Exercise details:
Render the material as a Markdown table with the columns "Row" and "Line", starting at the line containing "tree in this photo." and ending at the line containing "green grass in this photo.". Skip blank lines and leave the pictures out.

Listed entries:
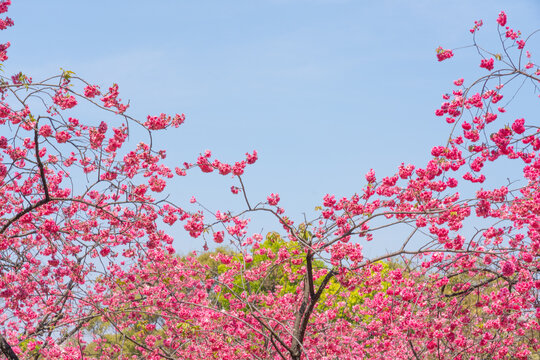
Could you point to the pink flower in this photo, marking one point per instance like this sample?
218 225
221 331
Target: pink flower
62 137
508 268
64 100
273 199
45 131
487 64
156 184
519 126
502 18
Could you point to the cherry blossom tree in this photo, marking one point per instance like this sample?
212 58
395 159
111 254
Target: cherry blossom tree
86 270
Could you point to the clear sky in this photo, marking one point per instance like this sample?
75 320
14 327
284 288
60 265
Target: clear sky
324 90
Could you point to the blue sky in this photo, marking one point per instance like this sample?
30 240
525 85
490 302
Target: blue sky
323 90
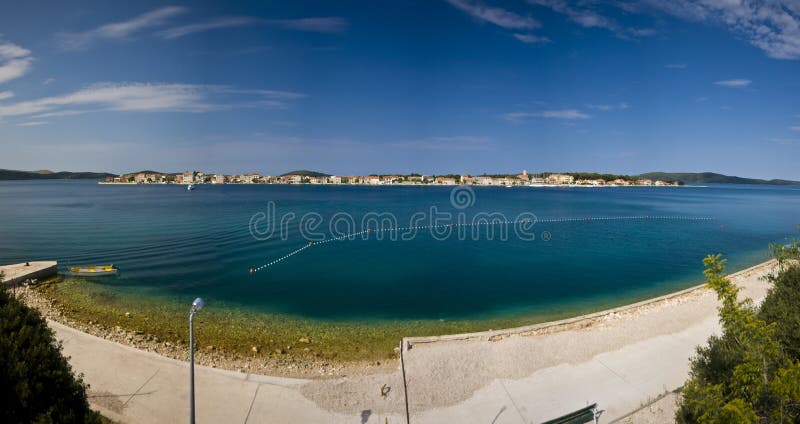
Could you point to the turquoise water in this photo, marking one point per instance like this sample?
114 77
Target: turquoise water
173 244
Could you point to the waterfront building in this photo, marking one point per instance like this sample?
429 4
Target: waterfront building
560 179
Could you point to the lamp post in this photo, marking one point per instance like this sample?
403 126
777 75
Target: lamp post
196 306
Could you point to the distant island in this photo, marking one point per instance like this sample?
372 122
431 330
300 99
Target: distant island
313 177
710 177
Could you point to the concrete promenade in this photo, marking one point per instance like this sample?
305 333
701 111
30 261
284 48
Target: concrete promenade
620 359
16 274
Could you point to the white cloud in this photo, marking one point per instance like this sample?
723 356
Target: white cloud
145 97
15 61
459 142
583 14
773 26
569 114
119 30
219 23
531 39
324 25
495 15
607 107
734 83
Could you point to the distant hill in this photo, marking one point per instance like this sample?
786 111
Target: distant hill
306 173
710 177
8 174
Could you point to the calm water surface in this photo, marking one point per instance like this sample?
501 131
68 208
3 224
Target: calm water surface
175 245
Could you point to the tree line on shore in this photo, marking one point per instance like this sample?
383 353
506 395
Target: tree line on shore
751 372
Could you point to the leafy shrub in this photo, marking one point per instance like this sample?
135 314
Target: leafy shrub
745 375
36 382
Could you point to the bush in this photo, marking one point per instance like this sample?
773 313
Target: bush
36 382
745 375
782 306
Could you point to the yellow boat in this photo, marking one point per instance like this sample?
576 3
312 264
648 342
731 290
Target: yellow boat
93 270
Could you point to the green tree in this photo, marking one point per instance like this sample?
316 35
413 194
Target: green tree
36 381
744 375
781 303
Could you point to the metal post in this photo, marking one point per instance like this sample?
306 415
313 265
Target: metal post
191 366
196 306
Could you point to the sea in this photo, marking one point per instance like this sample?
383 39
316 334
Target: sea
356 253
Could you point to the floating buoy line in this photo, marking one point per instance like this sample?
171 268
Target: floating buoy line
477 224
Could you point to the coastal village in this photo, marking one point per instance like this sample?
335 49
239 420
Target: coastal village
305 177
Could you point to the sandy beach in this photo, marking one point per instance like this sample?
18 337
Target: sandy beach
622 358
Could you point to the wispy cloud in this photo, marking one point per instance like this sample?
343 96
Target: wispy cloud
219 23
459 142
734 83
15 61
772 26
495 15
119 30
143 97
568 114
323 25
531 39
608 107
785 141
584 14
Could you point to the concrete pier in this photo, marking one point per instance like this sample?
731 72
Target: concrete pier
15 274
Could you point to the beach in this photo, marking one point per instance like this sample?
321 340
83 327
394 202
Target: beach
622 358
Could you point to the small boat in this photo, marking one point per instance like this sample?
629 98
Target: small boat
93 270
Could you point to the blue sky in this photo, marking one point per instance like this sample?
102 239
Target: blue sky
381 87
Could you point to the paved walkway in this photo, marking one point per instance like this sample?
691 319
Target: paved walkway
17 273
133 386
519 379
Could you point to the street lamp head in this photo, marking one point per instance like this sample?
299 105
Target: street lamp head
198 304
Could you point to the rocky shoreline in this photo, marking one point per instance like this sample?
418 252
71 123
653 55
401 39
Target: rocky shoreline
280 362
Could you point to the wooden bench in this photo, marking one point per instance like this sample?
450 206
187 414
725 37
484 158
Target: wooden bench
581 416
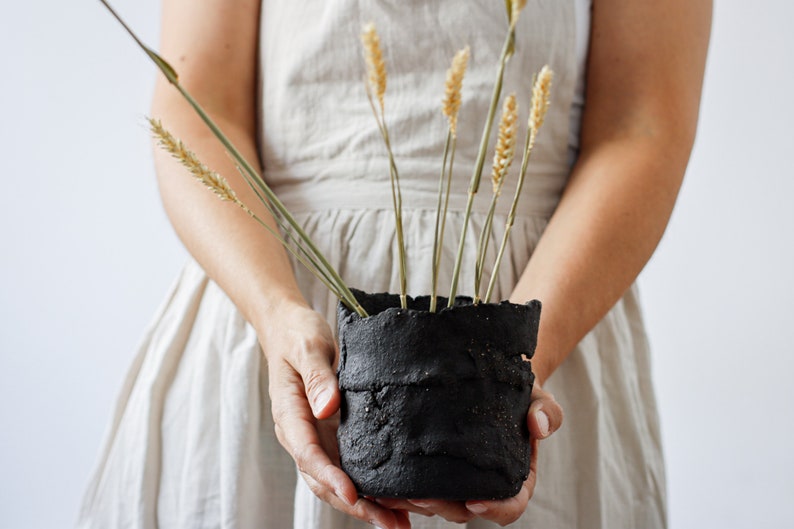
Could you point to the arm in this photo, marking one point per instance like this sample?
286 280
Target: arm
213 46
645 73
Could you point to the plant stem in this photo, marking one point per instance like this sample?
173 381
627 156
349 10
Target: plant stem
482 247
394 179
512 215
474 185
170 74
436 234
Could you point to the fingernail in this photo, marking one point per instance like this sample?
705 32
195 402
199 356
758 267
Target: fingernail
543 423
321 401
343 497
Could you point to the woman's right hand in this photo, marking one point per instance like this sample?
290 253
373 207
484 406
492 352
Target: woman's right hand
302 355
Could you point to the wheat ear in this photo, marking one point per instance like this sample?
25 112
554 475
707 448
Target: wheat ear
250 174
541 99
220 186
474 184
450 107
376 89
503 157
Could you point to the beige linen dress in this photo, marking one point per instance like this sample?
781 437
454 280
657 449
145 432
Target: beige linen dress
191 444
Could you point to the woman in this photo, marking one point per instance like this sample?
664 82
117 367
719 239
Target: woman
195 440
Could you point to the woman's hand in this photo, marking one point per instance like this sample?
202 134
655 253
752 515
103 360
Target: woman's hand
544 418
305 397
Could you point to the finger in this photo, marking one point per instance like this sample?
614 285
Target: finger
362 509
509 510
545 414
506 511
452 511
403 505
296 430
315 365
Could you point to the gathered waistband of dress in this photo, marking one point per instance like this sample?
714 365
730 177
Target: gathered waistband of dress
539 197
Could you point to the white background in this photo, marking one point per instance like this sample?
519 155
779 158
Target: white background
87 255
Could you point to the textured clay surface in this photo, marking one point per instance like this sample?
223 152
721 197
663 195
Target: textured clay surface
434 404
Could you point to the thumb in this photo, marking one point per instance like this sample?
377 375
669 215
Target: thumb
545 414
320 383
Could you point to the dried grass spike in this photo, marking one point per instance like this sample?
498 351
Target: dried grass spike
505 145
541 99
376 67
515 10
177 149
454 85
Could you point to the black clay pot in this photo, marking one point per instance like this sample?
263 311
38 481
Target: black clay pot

==

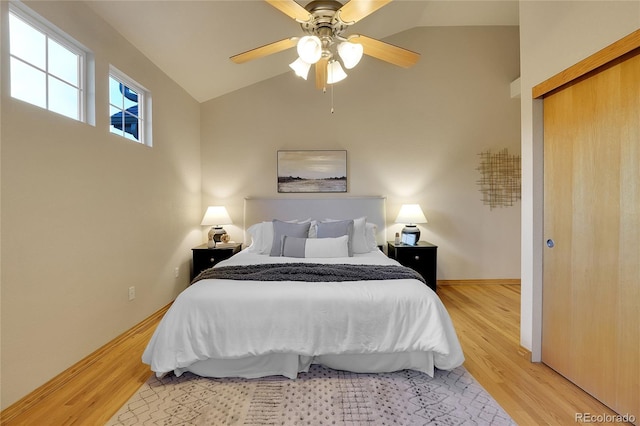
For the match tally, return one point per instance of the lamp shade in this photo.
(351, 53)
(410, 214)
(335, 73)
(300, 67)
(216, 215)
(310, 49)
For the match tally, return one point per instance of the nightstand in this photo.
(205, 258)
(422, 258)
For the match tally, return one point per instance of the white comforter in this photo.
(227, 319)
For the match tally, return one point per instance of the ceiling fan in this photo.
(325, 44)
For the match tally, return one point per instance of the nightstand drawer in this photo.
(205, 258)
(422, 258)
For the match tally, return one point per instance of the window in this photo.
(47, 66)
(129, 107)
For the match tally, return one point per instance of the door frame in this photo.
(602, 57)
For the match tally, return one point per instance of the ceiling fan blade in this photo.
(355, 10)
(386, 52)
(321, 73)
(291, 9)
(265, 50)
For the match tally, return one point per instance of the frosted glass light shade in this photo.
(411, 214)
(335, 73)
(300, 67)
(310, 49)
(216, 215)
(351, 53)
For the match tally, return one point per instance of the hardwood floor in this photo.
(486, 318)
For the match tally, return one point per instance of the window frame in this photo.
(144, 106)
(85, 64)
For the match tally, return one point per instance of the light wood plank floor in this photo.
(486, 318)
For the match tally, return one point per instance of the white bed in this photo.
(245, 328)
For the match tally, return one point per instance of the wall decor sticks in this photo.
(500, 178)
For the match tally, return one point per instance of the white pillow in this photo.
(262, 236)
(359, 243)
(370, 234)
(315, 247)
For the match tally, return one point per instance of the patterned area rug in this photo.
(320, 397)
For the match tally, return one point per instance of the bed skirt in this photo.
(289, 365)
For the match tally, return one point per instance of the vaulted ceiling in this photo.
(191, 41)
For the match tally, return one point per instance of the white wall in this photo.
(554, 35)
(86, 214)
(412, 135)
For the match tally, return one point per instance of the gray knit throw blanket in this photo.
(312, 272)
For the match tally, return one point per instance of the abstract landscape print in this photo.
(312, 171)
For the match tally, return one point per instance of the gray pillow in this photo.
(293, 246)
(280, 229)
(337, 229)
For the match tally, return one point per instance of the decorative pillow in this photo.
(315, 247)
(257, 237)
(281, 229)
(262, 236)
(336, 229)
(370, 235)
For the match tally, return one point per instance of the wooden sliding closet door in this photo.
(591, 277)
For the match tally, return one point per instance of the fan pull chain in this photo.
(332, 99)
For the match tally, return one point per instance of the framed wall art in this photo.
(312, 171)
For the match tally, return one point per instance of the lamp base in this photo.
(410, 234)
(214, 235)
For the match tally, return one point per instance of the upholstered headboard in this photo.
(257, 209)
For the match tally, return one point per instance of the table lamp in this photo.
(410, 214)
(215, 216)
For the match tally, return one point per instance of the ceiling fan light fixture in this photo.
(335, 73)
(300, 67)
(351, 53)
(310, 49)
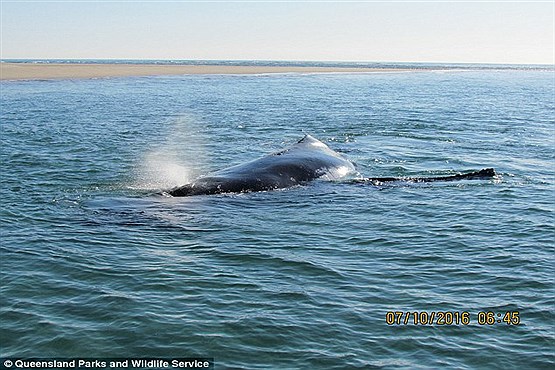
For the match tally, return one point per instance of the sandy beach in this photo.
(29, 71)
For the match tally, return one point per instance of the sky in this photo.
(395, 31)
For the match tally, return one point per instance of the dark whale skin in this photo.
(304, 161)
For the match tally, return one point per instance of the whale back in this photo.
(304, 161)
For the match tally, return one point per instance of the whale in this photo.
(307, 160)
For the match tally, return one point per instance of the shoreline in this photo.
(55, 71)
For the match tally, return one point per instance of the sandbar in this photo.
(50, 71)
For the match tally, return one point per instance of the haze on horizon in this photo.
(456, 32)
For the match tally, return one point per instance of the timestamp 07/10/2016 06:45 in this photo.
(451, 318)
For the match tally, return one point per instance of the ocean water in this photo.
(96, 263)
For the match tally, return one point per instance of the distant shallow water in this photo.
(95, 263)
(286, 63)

==

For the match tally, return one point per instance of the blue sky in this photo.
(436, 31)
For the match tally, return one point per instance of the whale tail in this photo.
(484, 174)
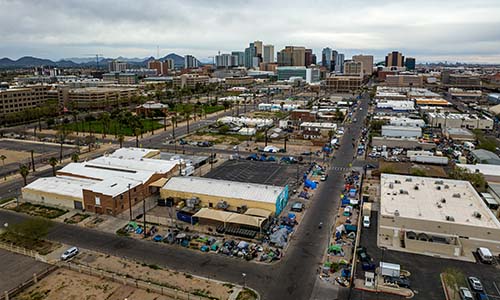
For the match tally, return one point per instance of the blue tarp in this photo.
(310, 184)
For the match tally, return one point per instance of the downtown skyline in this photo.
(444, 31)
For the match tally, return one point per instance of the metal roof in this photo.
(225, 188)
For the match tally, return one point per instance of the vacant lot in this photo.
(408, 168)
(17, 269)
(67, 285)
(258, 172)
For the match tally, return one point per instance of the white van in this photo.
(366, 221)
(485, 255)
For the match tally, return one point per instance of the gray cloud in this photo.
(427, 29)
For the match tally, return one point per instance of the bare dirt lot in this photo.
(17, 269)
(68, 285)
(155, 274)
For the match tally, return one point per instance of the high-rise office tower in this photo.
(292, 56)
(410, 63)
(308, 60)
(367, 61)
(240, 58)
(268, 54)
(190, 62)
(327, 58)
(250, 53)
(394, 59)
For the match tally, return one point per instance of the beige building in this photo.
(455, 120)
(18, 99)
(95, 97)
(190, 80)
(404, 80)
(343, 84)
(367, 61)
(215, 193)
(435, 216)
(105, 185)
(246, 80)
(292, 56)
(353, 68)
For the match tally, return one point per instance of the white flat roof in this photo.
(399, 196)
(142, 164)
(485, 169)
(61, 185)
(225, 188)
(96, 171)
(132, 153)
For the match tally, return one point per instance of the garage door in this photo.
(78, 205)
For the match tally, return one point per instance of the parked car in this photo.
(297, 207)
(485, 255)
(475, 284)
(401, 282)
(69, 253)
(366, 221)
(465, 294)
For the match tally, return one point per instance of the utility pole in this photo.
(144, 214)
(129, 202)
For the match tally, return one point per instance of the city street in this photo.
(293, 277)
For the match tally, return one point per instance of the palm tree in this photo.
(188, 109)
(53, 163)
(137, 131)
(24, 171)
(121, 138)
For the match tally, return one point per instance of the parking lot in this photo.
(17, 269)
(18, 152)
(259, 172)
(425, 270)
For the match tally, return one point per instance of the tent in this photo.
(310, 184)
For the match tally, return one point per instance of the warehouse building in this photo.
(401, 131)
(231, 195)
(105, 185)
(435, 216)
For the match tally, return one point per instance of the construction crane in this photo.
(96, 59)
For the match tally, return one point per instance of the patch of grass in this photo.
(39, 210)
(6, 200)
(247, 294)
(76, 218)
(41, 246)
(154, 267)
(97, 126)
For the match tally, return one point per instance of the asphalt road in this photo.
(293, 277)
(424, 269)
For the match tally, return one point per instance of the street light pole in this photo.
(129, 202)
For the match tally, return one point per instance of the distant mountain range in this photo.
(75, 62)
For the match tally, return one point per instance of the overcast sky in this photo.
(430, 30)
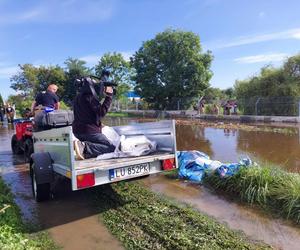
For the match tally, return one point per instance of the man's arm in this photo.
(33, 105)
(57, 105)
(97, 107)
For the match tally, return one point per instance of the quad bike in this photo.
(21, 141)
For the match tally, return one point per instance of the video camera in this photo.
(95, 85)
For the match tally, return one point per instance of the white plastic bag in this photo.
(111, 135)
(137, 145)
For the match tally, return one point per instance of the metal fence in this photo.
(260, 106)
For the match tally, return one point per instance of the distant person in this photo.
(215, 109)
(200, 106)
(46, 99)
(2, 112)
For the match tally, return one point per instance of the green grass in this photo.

Complete answer:
| Row | Line |
|---|---|
| 1 | For the match tally, return one point per instance of the palm tree in this photo. |
| 2 | (188, 109) |
| 3 | (53, 163) |
| 4 | (137, 131) |
| 5 | (24, 171) |
| 6 | (121, 138) |
| 7 | For the match tally, return one point per instance of the parking lot in this photo. |
| 8 | (17, 269) |
| 9 | (18, 152) |
| 10 | (259, 172) |
| 11 | (425, 270) |
| 12 | For the match tally, return one point per instance of the tent in this photo. |
| 13 | (310, 184) |
| 14 | For the match tally, return one point per instance of the warehouse building in this photo. |
| 15 | (401, 131) |
| 16 | (231, 195) |
| 17 | (105, 185) |
| 18 | (435, 216) |
| 19 | For the match tally, return one point per instance of the construction crane in this photo. |
| 20 | (96, 59) |
| 21 | For the match tally, return one point per instance of the patch of grass in this photo. |
| 22 | (39, 210) |
| 23 | (6, 200) |
| 24 | (247, 294) |
| 25 | (76, 218) |
| 26 | (41, 246) |
| 27 | (154, 267) |
| 28 | (97, 126) |
| 29 | For the match tally, return one point per instance of the asphalt road in this photo. |
| 30 | (293, 277) |
| 31 | (424, 269) |
| 32 | For the match tally, return one point per instance of the street light pole in this photo. |
| 33 | (129, 202) |
| 34 | For the match tally, return one point per instance of the distant mountain range in this photo. |
| 35 | (75, 62) |
| 36 | For the match tally, return one point per instance of the overcast sky in this photo. |
| 37 | (430, 30) |
| 38 | For the match tally, return one point per instance of the man's arm in this photo. |
| 39 | (33, 105) |
| 40 | (57, 105) |
| 41 | (97, 107) |
| 42 | For the match tally, return one point per instance of the quad bike in this photo. |
| 43 | (21, 141) |
| 44 | For the match tally, return one point per instance of the video camera in this photo. |
| 45 | (95, 85) |
| 46 | For the match tally, return one point per instance of the white plastic bag in this photo. |
| 47 | (111, 135) |
| 48 | (137, 145) |
| 49 | For the match tally, return one point per instance of the metal fence in this photo. |
| 50 | (260, 106) |
| 51 | For the match tally, return one point per instance of the distant person in this photo. |
| 52 | (215, 109) |
| 53 | (200, 106) |
| 54 | (46, 99) |
| 55 | (2, 112) |
| 56 | For the match tally, return one point per instance of the green grass in this photo. |